Foraggiare gli ungulati in inverno: più un male che un bene

Nelle ultime settimane, in occasione delle recenti, abbondanti nevicate, la fauna si è trovata in una condizione di maggiore difficoltà.

Spinti dalla penuria di cibo, verificatasi alla fine di un inverno già duro, gli ungulati si sono avvicinati ancor più del solito ai centri abitati e alle strade del fondovalle, permettendo a molte persone di osservarli con facilità.

Molti osservatori sono stati colpiti dallo stato di debolezza di molti di questi animali e sono state anche sollevate “critiche” sul fatto che il Parco non sia intervenuto foraggiando gli animali.

Non si è certo trattato di disattenzione o, peggio ancora, di disinteresse da parte nostra per il benessere degli animali del Parco.

Le nostre scelte sono dovute al rispetto di quello che deve essere uno degli obiettivi primari di un parco nazionale e cioè la garanzia del mantenimento dei processi naturali ed evolutivi degli ecosistemi.

## CONSEGNA 1
Elenca, in ordine, tutte le frasi della fonte che contengono la parola «Parco» o «parco».
## CONSEGNA 2
Trascrivi dalla fonte, senza cambiare nulla, il brano che comincia con le parole contenenti «Foraggiare gli ungulati» e termina con «di maggiore difficoltà.».
## CONSEGNA 3
Scrivi il seguito della fonte sul foraggiamento invernale degli ungulati, partendo subito dopo la sua ultima frase.

## MATERIALE FORNITO
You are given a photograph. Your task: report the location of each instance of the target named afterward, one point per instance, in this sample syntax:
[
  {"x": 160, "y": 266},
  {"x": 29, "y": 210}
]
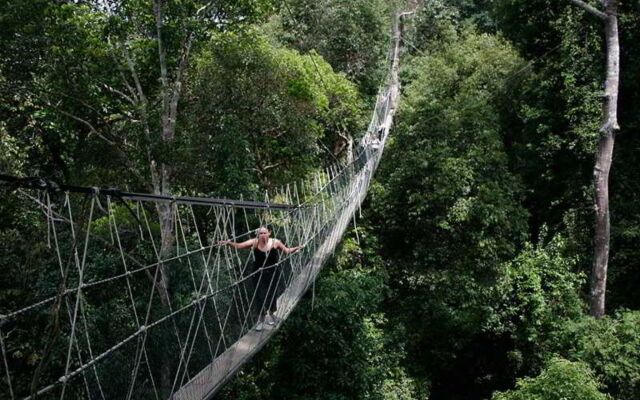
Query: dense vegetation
[{"x": 468, "y": 275}]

## RISULTATO FINALE 1
1. Molti osservatori sono stati colpiti dallo stato di debolezza di molti di questi animali e sono state anche sollevate “critiche” sul fatto che il Parco non sia intervenuto foraggiando gli animali.
2. Non si è certo trattato di disattenzione o, peggio ancora, di disinteresse da parte nostra per il benessere degli animali del Parco.
3. Le nostre scelte sono dovute al rispetto di quello che deve essere uno degli obiettivi primari di un parco nazionale e cioè la garanzia del mantenimento dei processi naturali ed evolutivi degli ecosistemi.

## RISULTATO FINALE 2
Foraggiare gli ungulati in inverno: più un male che un bene

Nelle ultime settimane, in occasione delle recenti, abbondanti nevicate, la fauna si è trovata in una condizione di maggiore difficoltà.

## RISULTATO FINALE 3
La fatica di muoversi nella neve profonda può ridurre le energie degli animali fino al limite della sopravvivenza

Oggi come oggi i rigori invernali costituiscono il principale fattore naturale di controllo delle popolazioni di ungulati. Un caso eclatante è quello della crescita continua della popolazione dei cervi, tale da creare degli squilibri ambientali in assenza di altri fattori di controllo. Se nel passato, quando i cervi erano pochissimi e ogni esemplare era “prezioso”, aveva senso foraggiarli in inverno. Oggi, a fronte di una popolazione ricchissima, ciò è controproducente sia per i cervi sia per l’ambiente.

Nelle valli camune e valtellinesi del Parco è oggi stimata una popolazione di oltre 4000 cervi. In questo ambito i cervi si concentrano maggiormente dove trovano le migliori condizioni di svernamento e, soprattutto, nel territorio del Parco Nazionale in cui la caccia è vietata e, quindi, il disturbo limitato. Un simile contesto porta a densità di cervo molto alte, tra le più alte delle Alpi e a una situazione in cui il cervo, da oltre quindici anni, è in equilibrio con le risorse di cibo presenti sul territorio: la popolazione non cresce e non cala, mediamente, e la sua numerosità è naturalmente controllata attraverso elevati picchi di mortalità in inverni particolarmente nevosi. Annualmente si verificano quindi fluttuazioni – del tutto naturali – in aumento o in diminuzione, in funzione della disponibilità di cibo.

Dobbiamo avere il coraggio di accettare le difficoltà cui gli animali selvatici possono andare incontro: per loro, per quanto ci possa sembrare strano, il nostro intervento sarebbe deleterio.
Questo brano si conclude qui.